◆ **EXTRACT PROVIDED**

<<<<

Athersley Recreation Football Club is a football club based in Athersley, Barnsley, South Yorkshire, England. They are currently members of the Northern Counties East League Premier Division and play at Sheerien Park.

History
The club was formed in 1979 as Athersley North Juniors. In 1983–84 they finished third in Division Two of the Barnsley Nelson League and were promoted to Division One. After finishing as runners-up in Division One the following season, they switched to Division Two of the Barnsley Junior League for the 1985–86 season. Their first season in the new division saw them finish third, earning promotion to Division One. They were renamed Athersley Recreation in the summer of 1986.

After winning Division One in 1986–87, the club became members of Division One of the Barnsley Association League. They finished as runners-up in the following season, earning promotion to the Premier Division. The club went on to win back-to-back Premier Division titles in 1991–92 and 1992–93, and then three successive titles between 1995 and 1997. After their third title in 1996–97, the club moved up to Division Two of the Sheffield & Hallamshire County Senior League in 1997. They won the division in their first season in the league, earning promotion to Division One. The following season saw them finish as runners-up, resulting in promotion to the Premier Division. They subsequently won the Premier Division at the first attempt.

>>>>

◆ **STATED EXERCISE A**
In the Athersley Recreation history, what name did the club have when it was formed in 1979?
◆ **STATED EXERCISE B**
List every league named in the Athersley Recreation article.
◆ **STATED EXERCISE C**
Carry the Athersley Recreation club history forward, starting after its final sentence.

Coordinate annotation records
<<<<

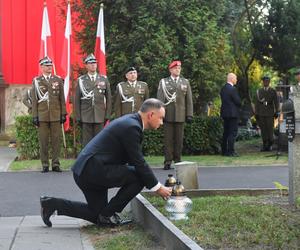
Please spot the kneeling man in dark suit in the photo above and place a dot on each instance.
(113, 158)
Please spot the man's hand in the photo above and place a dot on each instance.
(164, 192)
(62, 119)
(189, 119)
(35, 121)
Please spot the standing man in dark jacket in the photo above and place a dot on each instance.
(175, 91)
(266, 109)
(131, 94)
(48, 112)
(92, 101)
(113, 158)
(231, 103)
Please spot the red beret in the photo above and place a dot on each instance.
(174, 64)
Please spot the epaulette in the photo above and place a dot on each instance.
(142, 82)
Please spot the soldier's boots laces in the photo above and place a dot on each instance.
(113, 220)
(47, 209)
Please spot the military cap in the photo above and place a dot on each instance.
(90, 59)
(174, 64)
(46, 61)
(265, 78)
(130, 69)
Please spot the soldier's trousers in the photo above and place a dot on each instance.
(52, 130)
(173, 140)
(89, 130)
(266, 124)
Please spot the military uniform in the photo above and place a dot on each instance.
(27, 100)
(48, 111)
(129, 97)
(177, 97)
(92, 104)
(266, 107)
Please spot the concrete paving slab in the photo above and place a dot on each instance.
(29, 233)
(7, 156)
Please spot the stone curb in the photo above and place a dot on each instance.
(152, 220)
(171, 237)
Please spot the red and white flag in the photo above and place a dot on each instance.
(46, 48)
(66, 65)
(100, 44)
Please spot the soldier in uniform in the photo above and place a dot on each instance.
(266, 109)
(130, 94)
(27, 100)
(48, 112)
(175, 92)
(92, 100)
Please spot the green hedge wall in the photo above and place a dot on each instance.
(202, 136)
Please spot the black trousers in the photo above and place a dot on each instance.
(229, 135)
(266, 124)
(94, 181)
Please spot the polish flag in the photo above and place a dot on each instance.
(46, 48)
(66, 65)
(100, 44)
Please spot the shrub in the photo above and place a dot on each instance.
(203, 135)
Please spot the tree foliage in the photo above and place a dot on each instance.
(149, 34)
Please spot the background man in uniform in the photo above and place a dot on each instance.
(130, 94)
(113, 158)
(297, 77)
(266, 109)
(27, 100)
(175, 92)
(48, 112)
(231, 103)
(92, 100)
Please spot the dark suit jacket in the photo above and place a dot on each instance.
(119, 144)
(231, 101)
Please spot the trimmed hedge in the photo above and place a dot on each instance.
(202, 136)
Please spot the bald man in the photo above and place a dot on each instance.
(231, 102)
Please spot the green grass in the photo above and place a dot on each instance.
(128, 237)
(240, 223)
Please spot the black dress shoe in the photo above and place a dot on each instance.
(47, 209)
(167, 166)
(56, 169)
(45, 169)
(112, 221)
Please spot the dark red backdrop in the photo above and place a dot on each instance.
(21, 35)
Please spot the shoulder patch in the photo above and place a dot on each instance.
(144, 83)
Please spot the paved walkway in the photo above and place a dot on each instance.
(21, 227)
(29, 232)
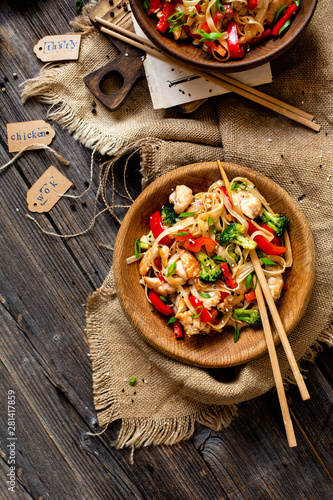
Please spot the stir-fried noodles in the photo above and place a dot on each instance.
(195, 263)
(226, 29)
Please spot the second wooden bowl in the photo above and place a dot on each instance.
(219, 350)
(187, 53)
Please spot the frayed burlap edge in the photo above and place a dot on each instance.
(62, 113)
(137, 432)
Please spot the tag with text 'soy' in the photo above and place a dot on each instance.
(58, 48)
(22, 134)
(47, 190)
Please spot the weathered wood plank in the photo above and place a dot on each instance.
(49, 432)
(63, 446)
(44, 283)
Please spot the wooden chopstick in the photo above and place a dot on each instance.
(276, 368)
(220, 80)
(279, 326)
(272, 307)
(125, 32)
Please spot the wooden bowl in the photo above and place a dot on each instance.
(185, 52)
(218, 350)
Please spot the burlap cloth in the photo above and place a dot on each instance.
(169, 397)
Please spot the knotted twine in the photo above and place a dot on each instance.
(169, 397)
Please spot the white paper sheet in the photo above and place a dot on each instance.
(170, 85)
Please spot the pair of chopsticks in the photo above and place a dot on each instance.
(224, 81)
(262, 290)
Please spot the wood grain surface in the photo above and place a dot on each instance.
(217, 351)
(44, 354)
(186, 52)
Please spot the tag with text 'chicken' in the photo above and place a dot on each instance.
(58, 48)
(47, 190)
(22, 134)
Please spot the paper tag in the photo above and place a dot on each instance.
(58, 48)
(47, 190)
(23, 134)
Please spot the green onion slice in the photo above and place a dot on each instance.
(209, 36)
(195, 313)
(175, 17)
(211, 225)
(248, 281)
(164, 299)
(268, 262)
(171, 269)
(176, 26)
(218, 259)
(285, 27)
(236, 185)
(187, 214)
(220, 7)
(236, 334)
(137, 248)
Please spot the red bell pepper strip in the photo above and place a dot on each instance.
(196, 245)
(250, 296)
(158, 263)
(184, 237)
(205, 315)
(226, 274)
(225, 192)
(236, 50)
(214, 313)
(252, 228)
(154, 6)
(168, 10)
(216, 47)
(159, 305)
(257, 39)
(178, 331)
(287, 15)
(265, 245)
(157, 228)
(218, 15)
(252, 4)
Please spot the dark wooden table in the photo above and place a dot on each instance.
(45, 282)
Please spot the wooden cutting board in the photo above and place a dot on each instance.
(128, 65)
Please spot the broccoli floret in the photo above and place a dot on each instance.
(277, 222)
(168, 216)
(234, 233)
(250, 316)
(210, 270)
(234, 255)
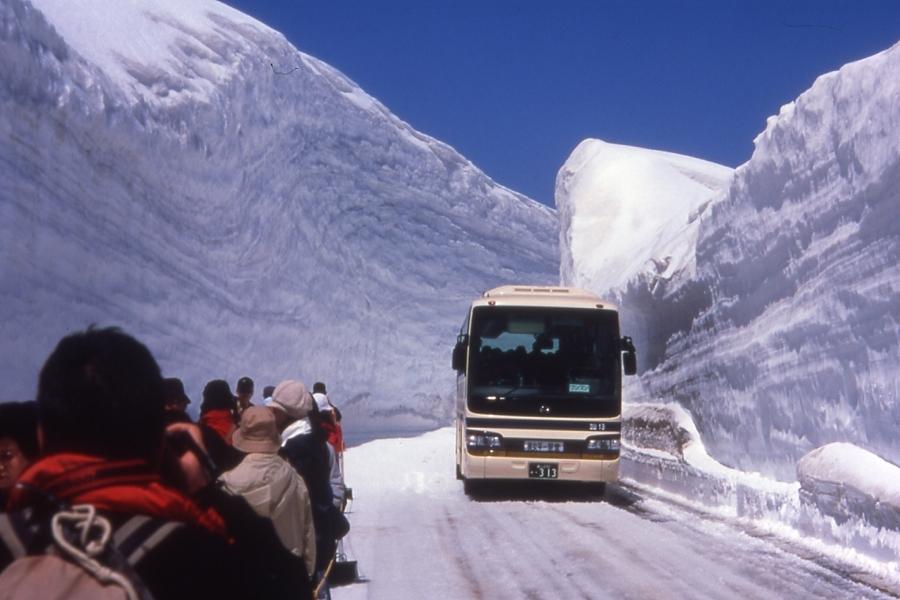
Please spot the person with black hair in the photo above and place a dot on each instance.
(223, 455)
(176, 399)
(305, 447)
(218, 410)
(101, 419)
(18, 443)
(244, 389)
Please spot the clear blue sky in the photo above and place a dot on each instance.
(515, 85)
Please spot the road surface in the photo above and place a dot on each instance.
(416, 535)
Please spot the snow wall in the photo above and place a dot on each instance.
(780, 331)
(180, 170)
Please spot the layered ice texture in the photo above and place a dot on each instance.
(180, 170)
(779, 330)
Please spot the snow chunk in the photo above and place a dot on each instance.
(844, 480)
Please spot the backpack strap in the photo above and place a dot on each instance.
(140, 534)
(11, 537)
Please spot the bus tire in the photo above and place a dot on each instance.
(597, 489)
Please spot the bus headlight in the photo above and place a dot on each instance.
(604, 444)
(484, 441)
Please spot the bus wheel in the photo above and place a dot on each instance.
(596, 489)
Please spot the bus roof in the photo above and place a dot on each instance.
(532, 295)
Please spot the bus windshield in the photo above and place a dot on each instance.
(564, 360)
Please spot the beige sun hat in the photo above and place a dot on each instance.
(292, 397)
(257, 432)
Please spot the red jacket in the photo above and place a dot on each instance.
(124, 486)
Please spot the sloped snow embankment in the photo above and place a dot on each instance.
(180, 169)
(847, 498)
(629, 220)
(797, 342)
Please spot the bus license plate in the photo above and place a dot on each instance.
(543, 446)
(543, 470)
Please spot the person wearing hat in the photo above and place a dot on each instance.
(305, 447)
(270, 485)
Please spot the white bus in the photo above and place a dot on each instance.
(539, 387)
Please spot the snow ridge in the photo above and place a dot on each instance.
(786, 336)
(179, 169)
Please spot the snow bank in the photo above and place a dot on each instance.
(629, 219)
(846, 498)
(846, 482)
(786, 335)
(179, 169)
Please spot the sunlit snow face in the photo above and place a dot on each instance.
(12, 463)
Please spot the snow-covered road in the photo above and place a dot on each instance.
(416, 535)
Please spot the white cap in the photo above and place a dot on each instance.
(322, 401)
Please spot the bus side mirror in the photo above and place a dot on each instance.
(629, 356)
(459, 352)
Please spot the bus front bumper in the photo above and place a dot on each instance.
(493, 466)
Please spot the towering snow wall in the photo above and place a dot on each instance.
(180, 170)
(629, 219)
(793, 338)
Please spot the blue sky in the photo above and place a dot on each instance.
(515, 85)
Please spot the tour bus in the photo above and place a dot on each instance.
(539, 387)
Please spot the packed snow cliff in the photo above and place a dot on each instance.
(783, 334)
(180, 170)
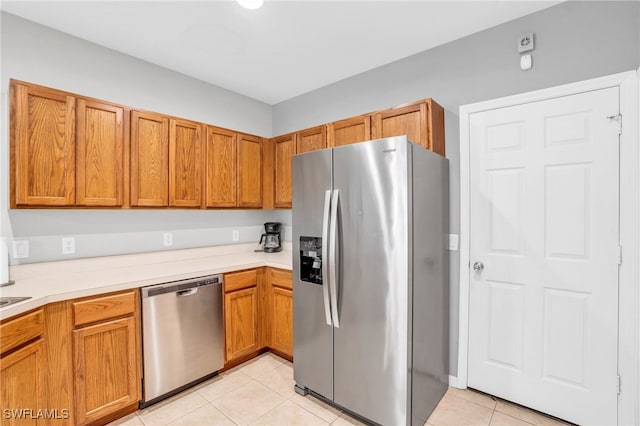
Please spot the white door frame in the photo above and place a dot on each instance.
(629, 294)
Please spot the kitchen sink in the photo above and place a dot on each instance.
(6, 301)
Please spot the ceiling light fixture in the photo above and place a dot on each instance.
(251, 4)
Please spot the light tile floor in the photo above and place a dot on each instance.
(260, 392)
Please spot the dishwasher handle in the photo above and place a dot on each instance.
(181, 288)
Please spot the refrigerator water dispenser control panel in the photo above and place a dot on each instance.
(311, 260)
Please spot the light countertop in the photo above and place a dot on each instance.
(56, 281)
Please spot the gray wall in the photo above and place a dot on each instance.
(37, 54)
(574, 41)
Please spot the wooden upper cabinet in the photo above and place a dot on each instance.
(220, 168)
(100, 154)
(351, 130)
(311, 139)
(42, 147)
(284, 150)
(185, 163)
(249, 171)
(149, 159)
(422, 122)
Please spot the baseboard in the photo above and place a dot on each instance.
(453, 382)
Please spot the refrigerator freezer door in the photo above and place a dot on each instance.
(371, 345)
(312, 336)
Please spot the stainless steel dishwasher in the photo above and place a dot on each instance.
(182, 335)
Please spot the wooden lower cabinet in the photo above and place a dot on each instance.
(281, 311)
(23, 389)
(241, 322)
(258, 312)
(105, 360)
(282, 324)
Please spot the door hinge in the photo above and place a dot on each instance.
(619, 255)
(618, 119)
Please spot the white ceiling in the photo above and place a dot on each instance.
(282, 50)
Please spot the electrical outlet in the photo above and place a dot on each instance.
(168, 239)
(68, 245)
(453, 242)
(20, 249)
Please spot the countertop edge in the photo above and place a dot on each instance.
(41, 300)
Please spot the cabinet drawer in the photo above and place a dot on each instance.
(100, 308)
(238, 280)
(282, 278)
(17, 331)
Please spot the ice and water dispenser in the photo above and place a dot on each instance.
(311, 259)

>>>>

◆ **ANSWER A**
Athersley North Juniors

◆ **ANSWER B**
Northern Counties East League
Barnsley Nelson League
Barnsley Junior League
Barnsley Association League
Sheffield & Hallamshire County Senior League

◆ **ANSWER C**
After three seasons in which they finished eighth, second and fourth, the club won the Premier Division again in 2003–04, starting a period of success that saw them win the title a further four times in the next eight seasons, finishing as runners-up on the other four occasions.

After winning their sixth Premier Division title in 2011–12, the club was promoted to Division One of the Northern Counties East League. Their first season in the new league saw them finish as runners-up, earning promotion to the Premier Division. In 2013–14 they entered the FA Vase for the first time, and a year later they made their FA Cup debut.

In May 2014 they won the Sheffield & Hallamshire Senior Cup for the first time, beating Frickley Athletic in the final at Hillsborough.

Season-by-season record

Ground
The club plays at Sheerien Park on Ollerton Road in Athersley. It has a capacity of 2,000, of which 420 is covered and 150 seated.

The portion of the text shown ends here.